▸ **Data provided**
------------------------------------
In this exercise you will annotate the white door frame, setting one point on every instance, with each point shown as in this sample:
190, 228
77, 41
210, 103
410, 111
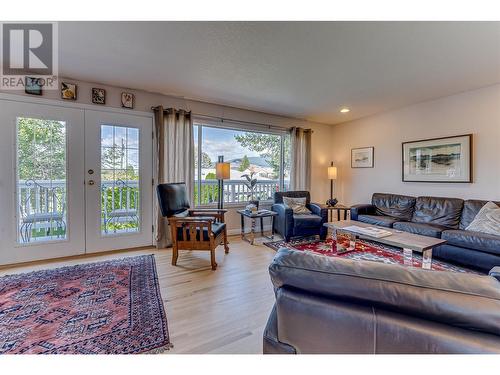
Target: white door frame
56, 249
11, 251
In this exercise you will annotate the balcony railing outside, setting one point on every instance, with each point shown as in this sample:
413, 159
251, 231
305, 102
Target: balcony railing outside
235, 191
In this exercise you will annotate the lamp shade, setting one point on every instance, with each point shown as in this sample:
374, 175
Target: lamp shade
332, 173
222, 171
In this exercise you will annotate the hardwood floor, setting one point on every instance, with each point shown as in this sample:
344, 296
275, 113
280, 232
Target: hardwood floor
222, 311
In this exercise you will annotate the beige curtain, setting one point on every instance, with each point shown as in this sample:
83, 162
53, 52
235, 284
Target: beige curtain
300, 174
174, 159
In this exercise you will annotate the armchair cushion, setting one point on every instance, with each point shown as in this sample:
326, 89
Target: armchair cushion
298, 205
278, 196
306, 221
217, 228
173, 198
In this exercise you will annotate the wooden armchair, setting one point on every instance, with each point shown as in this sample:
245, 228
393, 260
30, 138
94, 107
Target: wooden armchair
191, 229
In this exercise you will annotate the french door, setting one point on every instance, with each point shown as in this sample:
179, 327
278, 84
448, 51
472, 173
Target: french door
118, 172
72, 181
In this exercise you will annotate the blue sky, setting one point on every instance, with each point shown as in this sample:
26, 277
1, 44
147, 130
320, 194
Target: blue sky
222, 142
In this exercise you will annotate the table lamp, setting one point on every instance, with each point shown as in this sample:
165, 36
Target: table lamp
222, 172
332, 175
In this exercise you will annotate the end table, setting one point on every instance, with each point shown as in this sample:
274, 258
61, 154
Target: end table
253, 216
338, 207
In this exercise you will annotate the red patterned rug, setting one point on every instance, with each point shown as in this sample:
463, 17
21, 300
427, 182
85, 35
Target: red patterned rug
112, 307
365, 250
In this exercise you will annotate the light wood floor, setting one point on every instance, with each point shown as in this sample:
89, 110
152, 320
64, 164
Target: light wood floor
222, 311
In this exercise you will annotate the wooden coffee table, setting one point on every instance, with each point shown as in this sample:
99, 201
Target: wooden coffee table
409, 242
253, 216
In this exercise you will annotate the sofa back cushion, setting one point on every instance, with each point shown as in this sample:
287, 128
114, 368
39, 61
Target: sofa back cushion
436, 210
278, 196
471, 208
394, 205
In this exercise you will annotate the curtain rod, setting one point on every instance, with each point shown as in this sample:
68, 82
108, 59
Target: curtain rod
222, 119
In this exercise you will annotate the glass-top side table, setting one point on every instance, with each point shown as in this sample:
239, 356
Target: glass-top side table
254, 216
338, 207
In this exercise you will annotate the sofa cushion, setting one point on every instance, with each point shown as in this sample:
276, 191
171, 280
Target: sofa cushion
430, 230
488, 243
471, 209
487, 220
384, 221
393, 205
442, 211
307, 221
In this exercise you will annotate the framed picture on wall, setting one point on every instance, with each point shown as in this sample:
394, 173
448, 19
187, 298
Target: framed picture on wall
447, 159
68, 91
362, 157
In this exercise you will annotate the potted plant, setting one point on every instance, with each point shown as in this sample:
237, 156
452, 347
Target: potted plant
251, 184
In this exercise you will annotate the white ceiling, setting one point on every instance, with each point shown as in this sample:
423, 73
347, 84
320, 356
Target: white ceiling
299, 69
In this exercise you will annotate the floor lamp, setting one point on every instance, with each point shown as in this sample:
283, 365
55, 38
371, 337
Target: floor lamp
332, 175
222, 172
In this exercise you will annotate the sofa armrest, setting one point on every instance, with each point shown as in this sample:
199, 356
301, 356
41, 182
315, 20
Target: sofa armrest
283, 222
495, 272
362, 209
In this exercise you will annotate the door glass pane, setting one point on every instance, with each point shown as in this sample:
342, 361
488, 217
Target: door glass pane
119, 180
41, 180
------------------------------------
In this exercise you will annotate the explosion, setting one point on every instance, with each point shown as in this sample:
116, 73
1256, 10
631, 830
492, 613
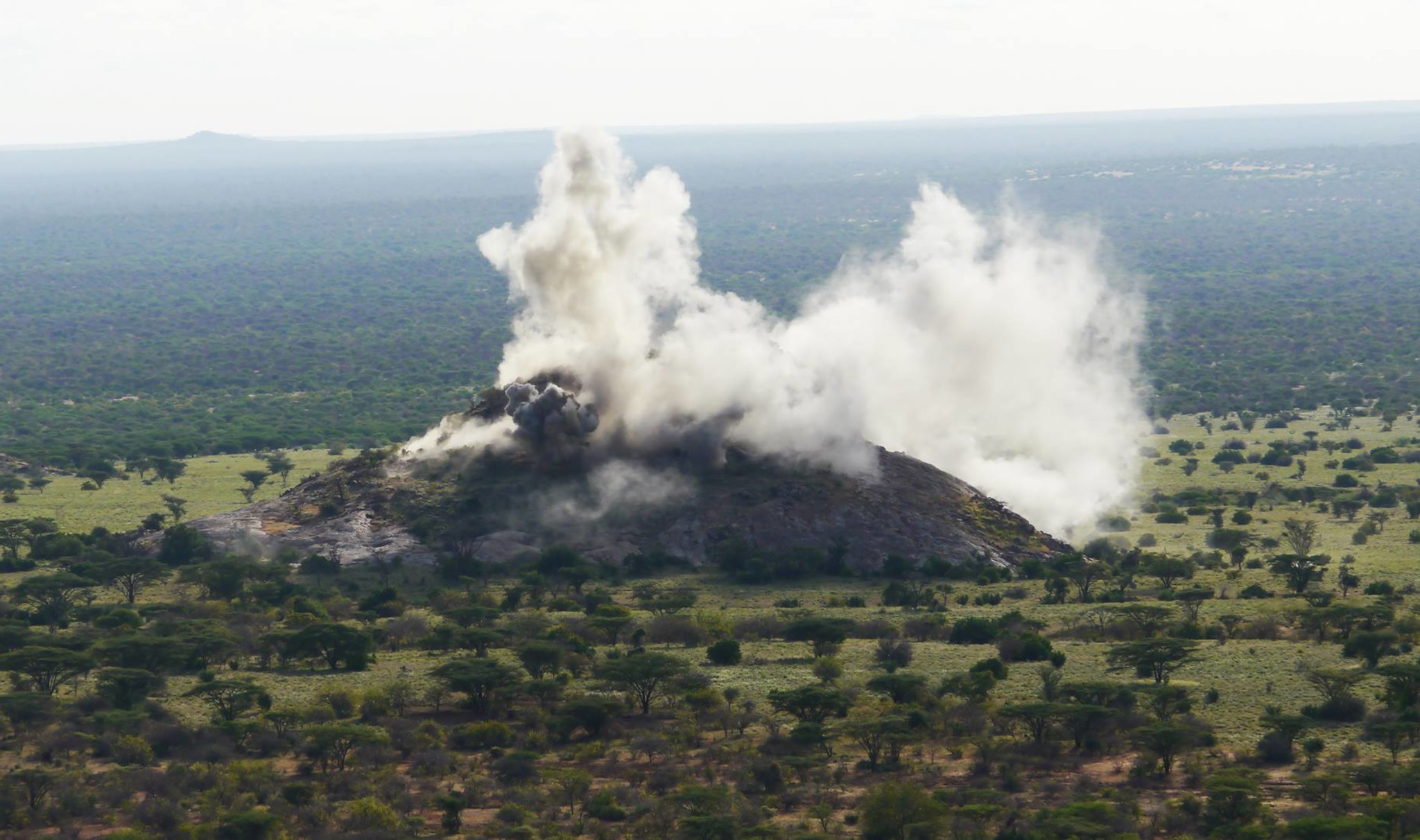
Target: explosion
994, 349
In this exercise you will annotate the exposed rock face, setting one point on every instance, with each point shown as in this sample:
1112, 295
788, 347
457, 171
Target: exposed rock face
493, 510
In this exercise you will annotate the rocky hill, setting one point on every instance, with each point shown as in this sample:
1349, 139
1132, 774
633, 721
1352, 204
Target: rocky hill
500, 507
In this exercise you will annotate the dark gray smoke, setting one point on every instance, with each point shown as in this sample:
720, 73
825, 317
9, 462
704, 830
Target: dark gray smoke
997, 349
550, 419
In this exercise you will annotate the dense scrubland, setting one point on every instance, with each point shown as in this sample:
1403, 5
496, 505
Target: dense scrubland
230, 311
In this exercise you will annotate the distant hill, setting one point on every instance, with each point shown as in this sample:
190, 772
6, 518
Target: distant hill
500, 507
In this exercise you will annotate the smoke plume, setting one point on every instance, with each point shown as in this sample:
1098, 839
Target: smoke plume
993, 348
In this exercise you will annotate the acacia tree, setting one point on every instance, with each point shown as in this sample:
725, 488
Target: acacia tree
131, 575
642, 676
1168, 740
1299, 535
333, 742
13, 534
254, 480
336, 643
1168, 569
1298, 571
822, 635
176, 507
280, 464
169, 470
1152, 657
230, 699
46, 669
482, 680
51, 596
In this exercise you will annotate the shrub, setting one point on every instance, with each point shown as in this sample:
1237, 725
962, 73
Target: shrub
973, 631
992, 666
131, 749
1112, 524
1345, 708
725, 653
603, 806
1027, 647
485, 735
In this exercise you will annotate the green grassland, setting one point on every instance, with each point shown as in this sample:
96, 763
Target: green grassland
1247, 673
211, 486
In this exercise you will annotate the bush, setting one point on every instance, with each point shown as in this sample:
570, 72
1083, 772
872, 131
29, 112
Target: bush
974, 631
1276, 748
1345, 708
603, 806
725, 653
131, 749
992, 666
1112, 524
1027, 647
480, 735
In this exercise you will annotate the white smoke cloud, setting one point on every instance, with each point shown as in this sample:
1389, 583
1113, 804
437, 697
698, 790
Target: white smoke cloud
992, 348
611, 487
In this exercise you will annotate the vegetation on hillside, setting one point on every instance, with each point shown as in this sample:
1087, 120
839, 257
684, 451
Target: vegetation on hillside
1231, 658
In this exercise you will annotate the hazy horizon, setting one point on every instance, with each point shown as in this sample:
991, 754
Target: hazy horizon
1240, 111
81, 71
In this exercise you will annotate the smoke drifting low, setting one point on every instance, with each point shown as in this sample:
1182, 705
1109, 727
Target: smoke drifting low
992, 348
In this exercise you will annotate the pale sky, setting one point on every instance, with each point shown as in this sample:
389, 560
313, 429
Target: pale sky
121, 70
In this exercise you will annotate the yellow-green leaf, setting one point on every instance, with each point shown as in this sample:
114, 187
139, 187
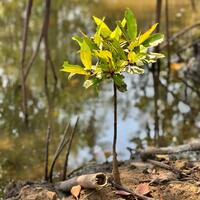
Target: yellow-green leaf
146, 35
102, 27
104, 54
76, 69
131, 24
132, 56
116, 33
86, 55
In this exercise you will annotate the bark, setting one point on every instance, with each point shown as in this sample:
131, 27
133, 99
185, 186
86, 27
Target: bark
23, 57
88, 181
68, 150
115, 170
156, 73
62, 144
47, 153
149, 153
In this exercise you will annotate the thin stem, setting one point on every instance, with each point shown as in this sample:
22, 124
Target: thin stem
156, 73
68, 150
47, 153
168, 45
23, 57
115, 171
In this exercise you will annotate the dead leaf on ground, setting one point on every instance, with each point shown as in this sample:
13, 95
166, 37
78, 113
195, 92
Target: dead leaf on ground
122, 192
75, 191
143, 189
------------------------------------
▸ **Assigned task**
Each line above from the one containing "In this exercise you will annotate the white door" through the one containing "In this exercise you will annotate the wooden armchair, setting" is to be returned verbatim. Nothing else, and no pictures.

▸ **Task answer**
In this exercise you will annotate the white door frame, setting one point on every instance, with each point shown as in this sample:
190, 228
77, 41
210, 103
410, 111
Target: white door frame
56, 249
11, 251
In this exercise you will annotate the balcony railing outside, setting one point on every instance, with each point shown as in this sample:
413, 159
251, 231
305, 102
Target: balcony railing outside
235, 191
In this exercise you will annotate the lamp shade, setting one point on every instance, with each point shown as in this sample:
374, 175
Target: lamp shade
332, 173
222, 171
In this exercise you will annotate the hardwood floor, setting one point on every instance, with each point shown as in this sample:
344, 296
275, 113
280, 232
Target: hardwood floor
222, 311
In this exercise you will annotate the beige curtain, setting one point on every instance, with each point shown as in this sample:
83, 162
53, 52
235, 284
Target: beige curtain
300, 174
174, 159
In this exercise you will annotate the armchair cushion, setting one point on every instance, with each point shown as in this sample:
326, 89
Target: armchair cushion
298, 205
278, 196
306, 221
217, 228
173, 198
In this exercise you will annotate the wooden armchair, setting one point on every instance, with each point shown as in this sample:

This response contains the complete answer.